▸ **练习说明**
将条目从开头到含有“positive clicks: (407, 241)”的那一行（首尾两行都算在内）格式化为JSON字符串列表，每行对应一个字符串，空行不计。

======== 可用数据

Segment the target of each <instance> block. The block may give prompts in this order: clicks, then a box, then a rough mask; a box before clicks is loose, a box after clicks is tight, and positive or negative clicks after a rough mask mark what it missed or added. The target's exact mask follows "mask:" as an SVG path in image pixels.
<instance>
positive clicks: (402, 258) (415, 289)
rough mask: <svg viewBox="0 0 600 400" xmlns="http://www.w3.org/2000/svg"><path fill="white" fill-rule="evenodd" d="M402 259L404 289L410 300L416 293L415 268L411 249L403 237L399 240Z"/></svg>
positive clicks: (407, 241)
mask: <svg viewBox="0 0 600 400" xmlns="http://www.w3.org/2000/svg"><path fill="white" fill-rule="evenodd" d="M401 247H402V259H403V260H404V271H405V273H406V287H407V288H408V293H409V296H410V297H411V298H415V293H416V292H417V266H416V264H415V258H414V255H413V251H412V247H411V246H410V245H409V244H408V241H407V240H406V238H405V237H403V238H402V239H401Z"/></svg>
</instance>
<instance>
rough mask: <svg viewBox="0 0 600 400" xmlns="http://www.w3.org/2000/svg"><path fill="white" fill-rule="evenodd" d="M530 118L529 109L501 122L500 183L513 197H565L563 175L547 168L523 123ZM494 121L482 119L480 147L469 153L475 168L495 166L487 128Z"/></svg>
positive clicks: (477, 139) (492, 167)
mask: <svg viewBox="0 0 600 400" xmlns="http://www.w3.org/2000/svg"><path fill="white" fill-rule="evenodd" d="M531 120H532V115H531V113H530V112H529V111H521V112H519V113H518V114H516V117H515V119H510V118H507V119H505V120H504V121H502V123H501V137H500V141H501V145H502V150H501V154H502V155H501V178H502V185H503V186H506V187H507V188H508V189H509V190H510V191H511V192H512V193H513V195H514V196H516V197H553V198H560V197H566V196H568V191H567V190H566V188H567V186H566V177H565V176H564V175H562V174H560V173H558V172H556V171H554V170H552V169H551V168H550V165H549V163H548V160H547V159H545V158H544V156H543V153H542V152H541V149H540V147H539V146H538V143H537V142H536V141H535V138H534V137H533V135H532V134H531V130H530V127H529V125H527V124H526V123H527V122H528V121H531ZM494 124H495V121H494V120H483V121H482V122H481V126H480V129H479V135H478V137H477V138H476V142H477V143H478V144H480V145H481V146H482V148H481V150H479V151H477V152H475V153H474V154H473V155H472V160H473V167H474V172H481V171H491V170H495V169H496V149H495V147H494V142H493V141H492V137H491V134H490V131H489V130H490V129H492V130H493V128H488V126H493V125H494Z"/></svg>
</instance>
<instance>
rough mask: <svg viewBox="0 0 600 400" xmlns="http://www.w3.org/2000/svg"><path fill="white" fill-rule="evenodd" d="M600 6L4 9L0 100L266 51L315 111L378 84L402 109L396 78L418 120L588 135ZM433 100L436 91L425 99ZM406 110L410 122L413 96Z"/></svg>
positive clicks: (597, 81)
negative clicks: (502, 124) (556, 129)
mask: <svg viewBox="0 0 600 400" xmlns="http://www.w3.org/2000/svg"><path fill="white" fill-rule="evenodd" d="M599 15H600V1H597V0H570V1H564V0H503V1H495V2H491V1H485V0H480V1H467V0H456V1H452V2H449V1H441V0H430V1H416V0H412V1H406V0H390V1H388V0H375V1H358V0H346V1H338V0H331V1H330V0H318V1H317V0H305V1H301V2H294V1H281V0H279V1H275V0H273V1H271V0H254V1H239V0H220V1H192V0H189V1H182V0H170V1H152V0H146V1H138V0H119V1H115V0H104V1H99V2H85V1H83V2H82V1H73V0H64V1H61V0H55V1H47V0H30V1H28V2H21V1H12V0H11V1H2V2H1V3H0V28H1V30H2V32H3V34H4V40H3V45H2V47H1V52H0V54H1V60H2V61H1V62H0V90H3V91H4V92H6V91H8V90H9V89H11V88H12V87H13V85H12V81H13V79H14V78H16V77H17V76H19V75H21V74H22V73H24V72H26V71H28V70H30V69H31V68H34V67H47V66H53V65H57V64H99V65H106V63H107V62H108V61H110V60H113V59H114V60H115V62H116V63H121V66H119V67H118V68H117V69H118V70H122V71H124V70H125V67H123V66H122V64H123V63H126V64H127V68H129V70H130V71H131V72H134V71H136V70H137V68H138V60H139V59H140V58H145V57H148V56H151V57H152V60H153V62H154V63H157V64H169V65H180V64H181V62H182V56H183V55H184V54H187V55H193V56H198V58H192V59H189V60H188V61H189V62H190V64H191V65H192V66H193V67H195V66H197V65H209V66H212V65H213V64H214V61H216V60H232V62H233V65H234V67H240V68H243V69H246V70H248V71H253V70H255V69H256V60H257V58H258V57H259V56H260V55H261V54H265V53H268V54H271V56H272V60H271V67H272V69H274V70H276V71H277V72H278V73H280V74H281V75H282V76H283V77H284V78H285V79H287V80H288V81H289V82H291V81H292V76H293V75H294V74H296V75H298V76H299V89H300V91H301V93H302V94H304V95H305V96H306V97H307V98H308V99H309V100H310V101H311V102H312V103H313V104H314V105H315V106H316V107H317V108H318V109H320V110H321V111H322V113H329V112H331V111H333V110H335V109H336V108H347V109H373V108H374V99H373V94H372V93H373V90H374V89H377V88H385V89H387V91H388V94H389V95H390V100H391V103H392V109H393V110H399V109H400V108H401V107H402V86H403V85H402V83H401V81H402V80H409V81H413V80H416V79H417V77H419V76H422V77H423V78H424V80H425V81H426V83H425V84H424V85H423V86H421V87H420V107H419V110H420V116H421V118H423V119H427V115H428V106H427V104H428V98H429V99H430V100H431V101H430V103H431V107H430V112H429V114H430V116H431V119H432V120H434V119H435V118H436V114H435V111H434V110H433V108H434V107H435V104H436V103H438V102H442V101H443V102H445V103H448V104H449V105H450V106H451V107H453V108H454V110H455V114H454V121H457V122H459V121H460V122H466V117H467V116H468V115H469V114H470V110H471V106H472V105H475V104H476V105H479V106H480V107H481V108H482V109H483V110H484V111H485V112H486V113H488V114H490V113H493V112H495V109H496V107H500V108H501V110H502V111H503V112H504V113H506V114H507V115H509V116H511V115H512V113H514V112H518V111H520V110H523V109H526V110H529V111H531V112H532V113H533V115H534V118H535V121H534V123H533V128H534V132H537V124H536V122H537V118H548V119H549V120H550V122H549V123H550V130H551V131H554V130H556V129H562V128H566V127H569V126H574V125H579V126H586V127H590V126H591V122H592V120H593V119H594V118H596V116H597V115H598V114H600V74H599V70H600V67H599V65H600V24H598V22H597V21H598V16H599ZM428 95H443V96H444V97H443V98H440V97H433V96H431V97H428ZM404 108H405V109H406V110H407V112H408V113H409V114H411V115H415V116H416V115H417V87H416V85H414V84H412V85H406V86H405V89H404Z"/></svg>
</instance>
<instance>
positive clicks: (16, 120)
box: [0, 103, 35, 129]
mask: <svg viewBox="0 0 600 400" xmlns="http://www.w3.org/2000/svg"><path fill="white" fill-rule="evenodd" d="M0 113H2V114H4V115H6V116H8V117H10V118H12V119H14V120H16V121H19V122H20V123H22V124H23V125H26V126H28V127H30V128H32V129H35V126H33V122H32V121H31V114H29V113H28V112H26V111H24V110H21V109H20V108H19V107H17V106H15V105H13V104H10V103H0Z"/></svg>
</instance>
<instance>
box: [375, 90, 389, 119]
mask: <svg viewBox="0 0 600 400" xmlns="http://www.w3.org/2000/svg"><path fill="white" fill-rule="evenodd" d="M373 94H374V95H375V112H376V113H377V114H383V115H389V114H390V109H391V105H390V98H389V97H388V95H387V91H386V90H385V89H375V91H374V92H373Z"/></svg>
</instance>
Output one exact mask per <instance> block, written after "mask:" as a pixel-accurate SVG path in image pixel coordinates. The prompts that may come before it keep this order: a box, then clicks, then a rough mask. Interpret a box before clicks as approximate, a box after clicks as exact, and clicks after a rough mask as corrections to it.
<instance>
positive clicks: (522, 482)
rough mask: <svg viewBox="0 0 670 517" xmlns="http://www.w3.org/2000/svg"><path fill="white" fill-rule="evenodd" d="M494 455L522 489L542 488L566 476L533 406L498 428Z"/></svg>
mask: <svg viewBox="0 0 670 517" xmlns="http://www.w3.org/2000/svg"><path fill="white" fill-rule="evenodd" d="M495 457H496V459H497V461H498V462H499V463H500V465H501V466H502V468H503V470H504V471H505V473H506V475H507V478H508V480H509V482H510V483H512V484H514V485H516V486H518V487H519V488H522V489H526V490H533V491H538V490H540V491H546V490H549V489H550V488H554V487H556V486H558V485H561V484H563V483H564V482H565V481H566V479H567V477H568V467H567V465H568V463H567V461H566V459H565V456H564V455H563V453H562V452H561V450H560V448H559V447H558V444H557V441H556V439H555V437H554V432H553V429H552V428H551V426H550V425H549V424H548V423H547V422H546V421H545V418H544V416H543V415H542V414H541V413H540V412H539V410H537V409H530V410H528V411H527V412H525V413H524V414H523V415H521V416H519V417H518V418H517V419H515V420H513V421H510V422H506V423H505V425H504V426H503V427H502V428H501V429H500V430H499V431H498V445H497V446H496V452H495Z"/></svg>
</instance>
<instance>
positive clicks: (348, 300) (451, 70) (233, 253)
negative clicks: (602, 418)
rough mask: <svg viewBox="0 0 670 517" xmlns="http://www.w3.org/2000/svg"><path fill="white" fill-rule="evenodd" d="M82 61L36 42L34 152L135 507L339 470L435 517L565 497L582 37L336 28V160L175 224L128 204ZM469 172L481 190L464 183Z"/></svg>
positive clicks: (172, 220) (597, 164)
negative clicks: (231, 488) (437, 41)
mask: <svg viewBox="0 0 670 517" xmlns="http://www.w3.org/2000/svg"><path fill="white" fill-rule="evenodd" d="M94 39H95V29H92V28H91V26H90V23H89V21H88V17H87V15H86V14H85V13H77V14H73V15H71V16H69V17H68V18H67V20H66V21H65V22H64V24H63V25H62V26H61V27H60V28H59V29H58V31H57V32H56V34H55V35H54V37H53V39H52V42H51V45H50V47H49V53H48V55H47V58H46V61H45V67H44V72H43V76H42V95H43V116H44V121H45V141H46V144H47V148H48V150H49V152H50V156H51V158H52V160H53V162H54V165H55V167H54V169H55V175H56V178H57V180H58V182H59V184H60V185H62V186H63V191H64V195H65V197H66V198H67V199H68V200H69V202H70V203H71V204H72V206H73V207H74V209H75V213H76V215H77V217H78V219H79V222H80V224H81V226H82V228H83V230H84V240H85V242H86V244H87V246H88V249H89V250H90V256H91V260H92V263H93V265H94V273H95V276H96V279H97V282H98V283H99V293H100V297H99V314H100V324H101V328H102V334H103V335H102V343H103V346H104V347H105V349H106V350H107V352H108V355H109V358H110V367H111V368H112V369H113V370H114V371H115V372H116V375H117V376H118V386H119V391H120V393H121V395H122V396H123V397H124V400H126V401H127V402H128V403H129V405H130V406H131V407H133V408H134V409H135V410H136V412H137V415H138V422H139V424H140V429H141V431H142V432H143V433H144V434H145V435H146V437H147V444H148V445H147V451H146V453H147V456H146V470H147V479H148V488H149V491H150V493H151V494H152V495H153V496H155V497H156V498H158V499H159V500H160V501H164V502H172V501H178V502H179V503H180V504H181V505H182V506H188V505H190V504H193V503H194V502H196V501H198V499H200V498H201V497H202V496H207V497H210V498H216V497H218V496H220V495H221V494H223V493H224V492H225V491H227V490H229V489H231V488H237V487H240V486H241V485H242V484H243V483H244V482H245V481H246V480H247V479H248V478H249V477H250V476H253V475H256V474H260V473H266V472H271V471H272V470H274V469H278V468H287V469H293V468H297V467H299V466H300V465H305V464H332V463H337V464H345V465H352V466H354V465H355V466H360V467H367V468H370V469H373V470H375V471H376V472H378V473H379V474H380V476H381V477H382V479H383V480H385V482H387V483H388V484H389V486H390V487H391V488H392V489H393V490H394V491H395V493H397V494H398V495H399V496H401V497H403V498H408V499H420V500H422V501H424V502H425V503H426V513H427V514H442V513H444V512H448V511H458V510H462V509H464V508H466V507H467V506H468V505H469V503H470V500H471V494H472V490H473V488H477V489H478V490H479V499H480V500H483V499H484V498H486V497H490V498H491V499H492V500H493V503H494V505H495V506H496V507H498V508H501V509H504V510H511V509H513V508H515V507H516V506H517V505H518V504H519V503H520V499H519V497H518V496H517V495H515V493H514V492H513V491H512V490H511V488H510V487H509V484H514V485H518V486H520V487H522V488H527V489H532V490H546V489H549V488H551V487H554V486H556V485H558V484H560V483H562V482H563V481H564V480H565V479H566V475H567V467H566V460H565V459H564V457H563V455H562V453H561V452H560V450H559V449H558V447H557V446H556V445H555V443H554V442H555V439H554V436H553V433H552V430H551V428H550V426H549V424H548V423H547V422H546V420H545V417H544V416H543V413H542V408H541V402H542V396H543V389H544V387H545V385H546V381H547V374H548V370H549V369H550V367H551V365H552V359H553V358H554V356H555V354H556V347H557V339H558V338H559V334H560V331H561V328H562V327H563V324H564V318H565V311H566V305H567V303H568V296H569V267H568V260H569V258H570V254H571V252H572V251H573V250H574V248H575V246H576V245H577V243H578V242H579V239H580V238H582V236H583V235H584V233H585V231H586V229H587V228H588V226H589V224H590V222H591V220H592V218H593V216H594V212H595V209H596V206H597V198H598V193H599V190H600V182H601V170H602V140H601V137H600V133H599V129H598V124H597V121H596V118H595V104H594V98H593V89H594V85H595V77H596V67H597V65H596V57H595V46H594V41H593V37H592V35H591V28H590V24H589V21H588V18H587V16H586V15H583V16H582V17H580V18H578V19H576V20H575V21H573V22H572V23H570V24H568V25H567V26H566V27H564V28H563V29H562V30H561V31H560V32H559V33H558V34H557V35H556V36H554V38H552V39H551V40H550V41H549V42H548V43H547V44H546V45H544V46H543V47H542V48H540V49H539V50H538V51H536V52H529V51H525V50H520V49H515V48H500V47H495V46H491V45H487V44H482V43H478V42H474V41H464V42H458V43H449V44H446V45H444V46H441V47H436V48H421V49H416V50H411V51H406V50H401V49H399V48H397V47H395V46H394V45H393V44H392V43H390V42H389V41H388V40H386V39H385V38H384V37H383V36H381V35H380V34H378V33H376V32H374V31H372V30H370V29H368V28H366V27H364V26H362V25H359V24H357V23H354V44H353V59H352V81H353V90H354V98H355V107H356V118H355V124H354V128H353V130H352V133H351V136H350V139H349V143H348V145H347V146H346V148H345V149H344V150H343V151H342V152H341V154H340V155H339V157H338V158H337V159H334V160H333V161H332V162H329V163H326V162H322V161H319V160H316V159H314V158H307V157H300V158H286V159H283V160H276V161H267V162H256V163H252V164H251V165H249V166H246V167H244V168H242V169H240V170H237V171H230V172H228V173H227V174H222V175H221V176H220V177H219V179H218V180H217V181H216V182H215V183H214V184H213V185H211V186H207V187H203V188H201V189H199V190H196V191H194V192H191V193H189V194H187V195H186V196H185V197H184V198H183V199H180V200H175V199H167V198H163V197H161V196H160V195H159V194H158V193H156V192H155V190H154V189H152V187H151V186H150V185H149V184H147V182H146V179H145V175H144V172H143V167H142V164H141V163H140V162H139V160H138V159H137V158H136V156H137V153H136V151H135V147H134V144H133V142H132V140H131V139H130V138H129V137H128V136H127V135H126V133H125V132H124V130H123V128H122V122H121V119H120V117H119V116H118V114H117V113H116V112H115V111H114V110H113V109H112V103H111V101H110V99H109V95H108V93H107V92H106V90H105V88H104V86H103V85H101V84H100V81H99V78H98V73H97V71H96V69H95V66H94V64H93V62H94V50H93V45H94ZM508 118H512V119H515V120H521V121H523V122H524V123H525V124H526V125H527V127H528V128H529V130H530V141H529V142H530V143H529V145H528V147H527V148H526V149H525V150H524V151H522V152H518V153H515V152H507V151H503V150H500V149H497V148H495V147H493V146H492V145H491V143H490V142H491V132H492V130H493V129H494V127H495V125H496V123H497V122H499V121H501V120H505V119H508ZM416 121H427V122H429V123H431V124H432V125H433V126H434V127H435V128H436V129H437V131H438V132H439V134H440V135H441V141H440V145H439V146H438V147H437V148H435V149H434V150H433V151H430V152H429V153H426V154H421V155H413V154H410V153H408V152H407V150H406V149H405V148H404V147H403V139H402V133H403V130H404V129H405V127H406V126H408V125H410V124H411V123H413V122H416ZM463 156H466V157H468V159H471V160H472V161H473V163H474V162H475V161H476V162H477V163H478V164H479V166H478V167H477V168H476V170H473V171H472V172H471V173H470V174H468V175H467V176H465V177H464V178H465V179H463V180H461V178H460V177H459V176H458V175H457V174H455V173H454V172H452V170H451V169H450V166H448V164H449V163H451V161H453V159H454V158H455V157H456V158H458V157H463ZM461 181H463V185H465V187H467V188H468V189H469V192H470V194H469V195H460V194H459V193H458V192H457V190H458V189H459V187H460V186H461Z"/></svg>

================

▸ **作答如下**
[
  "Segment the target of each <instance> block. The block may give prompts in this order: clicks, then a box, then a rough mask; a box before clicks is loose, a box after clicks is tight, and positive or negative clicks after a rough mask mark what it missed or added. The target's exact mask follows \"mask:\" as an SVG path in image pixels.",
  "<instance>",
  "positive clicks: (402, 258) (415, 289)",
  "rough mask: <svg viewBox=\"0 0 600 400\" xmlns=\"http://www.w3.org/2000/svg\"><path fill=\"white\" fill-rule=\"evenodd\" d=\"M402 259L404 289L410 300L416 293L415 268L411 249L403 237L399 240Z\"/></svg>",
  "positive clicks: (407, 241)"
]